Records from a data source:
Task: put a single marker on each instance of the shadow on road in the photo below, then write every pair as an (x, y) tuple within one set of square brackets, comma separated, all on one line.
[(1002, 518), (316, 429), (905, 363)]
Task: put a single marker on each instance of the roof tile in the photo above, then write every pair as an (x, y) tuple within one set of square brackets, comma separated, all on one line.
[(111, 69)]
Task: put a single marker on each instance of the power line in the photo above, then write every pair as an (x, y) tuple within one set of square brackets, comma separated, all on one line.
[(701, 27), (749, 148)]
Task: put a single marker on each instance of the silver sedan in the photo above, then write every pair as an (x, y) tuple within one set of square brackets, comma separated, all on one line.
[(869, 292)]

--

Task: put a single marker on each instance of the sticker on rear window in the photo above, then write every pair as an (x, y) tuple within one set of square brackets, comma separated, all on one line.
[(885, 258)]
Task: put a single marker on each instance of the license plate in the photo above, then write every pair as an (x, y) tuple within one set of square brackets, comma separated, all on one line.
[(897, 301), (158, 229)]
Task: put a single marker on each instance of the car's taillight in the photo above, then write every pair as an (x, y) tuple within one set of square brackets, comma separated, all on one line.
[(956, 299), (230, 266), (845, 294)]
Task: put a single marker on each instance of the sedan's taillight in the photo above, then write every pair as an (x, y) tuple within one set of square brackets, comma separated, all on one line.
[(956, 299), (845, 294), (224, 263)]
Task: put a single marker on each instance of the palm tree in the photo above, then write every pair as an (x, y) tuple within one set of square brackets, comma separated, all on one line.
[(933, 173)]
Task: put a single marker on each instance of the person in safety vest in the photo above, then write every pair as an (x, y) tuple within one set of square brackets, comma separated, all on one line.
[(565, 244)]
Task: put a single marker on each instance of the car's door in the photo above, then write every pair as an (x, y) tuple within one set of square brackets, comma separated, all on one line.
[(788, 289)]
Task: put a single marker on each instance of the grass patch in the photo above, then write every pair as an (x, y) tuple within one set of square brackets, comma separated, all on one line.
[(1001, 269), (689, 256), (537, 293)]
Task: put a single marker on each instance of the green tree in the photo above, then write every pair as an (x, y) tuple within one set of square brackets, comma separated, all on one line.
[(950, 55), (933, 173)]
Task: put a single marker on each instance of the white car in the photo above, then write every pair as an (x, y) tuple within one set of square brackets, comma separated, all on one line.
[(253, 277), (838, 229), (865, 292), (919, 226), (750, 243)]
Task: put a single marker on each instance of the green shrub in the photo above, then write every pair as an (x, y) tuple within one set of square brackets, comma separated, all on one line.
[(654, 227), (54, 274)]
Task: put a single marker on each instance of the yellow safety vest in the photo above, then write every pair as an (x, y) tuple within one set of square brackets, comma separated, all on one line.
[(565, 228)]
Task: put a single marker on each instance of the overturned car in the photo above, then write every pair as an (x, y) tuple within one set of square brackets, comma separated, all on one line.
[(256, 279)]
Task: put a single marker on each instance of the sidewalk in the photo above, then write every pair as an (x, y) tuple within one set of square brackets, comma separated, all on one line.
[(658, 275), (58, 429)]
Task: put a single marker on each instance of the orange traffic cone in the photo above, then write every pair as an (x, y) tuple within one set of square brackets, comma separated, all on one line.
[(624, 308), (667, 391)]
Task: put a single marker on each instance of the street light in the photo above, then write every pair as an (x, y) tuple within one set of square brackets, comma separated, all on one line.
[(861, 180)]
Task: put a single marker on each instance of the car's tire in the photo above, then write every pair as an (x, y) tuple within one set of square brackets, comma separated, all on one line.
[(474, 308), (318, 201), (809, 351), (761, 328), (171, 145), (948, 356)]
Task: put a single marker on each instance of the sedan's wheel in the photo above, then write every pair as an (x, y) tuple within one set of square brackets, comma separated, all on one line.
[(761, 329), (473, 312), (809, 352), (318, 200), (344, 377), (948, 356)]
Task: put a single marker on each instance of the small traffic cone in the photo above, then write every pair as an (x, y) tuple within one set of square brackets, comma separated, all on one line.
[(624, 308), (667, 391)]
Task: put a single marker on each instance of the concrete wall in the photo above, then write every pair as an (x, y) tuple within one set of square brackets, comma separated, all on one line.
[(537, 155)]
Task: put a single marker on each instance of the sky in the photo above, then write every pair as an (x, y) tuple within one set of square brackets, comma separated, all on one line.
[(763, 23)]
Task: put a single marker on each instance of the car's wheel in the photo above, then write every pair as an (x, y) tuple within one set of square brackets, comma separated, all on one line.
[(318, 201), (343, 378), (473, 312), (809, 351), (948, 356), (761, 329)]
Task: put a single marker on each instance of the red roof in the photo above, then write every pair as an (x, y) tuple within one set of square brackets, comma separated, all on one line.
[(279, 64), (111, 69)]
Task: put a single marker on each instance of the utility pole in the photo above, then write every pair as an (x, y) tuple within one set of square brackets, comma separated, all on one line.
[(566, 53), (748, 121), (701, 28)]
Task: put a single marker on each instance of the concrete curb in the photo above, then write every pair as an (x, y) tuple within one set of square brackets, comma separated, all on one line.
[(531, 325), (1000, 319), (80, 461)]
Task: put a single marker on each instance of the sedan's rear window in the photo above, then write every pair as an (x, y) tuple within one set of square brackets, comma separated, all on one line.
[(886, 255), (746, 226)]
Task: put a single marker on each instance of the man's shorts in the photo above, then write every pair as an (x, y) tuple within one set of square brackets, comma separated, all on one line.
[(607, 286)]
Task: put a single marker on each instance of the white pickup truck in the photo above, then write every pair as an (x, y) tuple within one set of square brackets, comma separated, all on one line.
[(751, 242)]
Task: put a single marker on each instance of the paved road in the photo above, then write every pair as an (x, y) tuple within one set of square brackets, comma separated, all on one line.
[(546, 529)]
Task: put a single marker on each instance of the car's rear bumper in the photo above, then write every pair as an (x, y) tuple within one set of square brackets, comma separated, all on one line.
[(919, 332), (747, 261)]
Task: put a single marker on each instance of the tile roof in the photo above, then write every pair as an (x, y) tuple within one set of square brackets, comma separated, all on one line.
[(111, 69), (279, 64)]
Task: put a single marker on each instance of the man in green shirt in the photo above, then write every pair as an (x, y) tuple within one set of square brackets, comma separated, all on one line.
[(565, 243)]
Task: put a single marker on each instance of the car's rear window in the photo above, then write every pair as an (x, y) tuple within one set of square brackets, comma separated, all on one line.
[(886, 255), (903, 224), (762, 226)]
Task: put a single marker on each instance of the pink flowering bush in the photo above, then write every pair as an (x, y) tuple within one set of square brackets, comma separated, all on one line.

---

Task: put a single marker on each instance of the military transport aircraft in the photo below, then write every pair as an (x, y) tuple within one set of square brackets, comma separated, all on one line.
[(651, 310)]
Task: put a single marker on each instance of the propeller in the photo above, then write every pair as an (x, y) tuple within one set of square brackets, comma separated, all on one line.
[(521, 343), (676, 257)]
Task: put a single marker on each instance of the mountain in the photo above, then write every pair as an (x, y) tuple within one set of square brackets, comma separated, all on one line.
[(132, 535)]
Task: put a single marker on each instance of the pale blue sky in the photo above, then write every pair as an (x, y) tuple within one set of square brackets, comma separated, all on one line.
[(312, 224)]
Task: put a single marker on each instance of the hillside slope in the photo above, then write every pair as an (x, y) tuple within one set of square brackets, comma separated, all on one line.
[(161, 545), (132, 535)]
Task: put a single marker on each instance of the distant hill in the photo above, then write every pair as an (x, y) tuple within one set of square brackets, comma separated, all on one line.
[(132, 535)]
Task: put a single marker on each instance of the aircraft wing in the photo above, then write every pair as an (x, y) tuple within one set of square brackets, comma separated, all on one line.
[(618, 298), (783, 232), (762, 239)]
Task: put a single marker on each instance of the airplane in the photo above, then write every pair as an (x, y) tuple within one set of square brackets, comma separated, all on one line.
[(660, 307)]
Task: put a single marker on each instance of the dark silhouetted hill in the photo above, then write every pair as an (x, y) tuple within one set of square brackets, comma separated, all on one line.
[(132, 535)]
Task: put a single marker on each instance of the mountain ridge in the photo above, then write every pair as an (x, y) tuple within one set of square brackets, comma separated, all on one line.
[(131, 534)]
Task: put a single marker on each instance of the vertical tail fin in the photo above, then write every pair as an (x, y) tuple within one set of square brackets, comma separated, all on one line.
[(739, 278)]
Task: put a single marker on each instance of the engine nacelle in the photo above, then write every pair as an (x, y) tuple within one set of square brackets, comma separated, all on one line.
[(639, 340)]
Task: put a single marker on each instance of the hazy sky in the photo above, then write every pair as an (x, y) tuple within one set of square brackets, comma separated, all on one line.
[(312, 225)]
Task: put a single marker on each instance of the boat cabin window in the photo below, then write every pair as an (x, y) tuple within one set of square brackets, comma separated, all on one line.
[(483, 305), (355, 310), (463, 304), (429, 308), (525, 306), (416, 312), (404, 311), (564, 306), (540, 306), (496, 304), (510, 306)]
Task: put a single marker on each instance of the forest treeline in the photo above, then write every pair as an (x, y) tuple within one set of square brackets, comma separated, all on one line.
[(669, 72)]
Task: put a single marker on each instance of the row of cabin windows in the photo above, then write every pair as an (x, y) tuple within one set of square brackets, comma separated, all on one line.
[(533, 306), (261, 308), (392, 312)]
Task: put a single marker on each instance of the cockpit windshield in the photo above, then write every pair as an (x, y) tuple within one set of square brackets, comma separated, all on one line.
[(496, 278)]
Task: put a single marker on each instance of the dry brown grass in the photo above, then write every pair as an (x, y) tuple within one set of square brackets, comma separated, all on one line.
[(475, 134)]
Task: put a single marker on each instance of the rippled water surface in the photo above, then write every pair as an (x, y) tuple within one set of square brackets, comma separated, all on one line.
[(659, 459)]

TASK BRIEF:
Select every line in the records above that contains the word "road", and copy each of those lines in full.

THE REPLY:
Task: put a single marker on each instance of the shadow on road in the photo below, then write every pair as an (x, y) tuple within one set of square brackets, comma separated, all on one line.
Task: put a single marker on each instance of the paved road in the photo above, then write every pair as an (x, y) tuple within one set of square brackets, comma separated, all on one line.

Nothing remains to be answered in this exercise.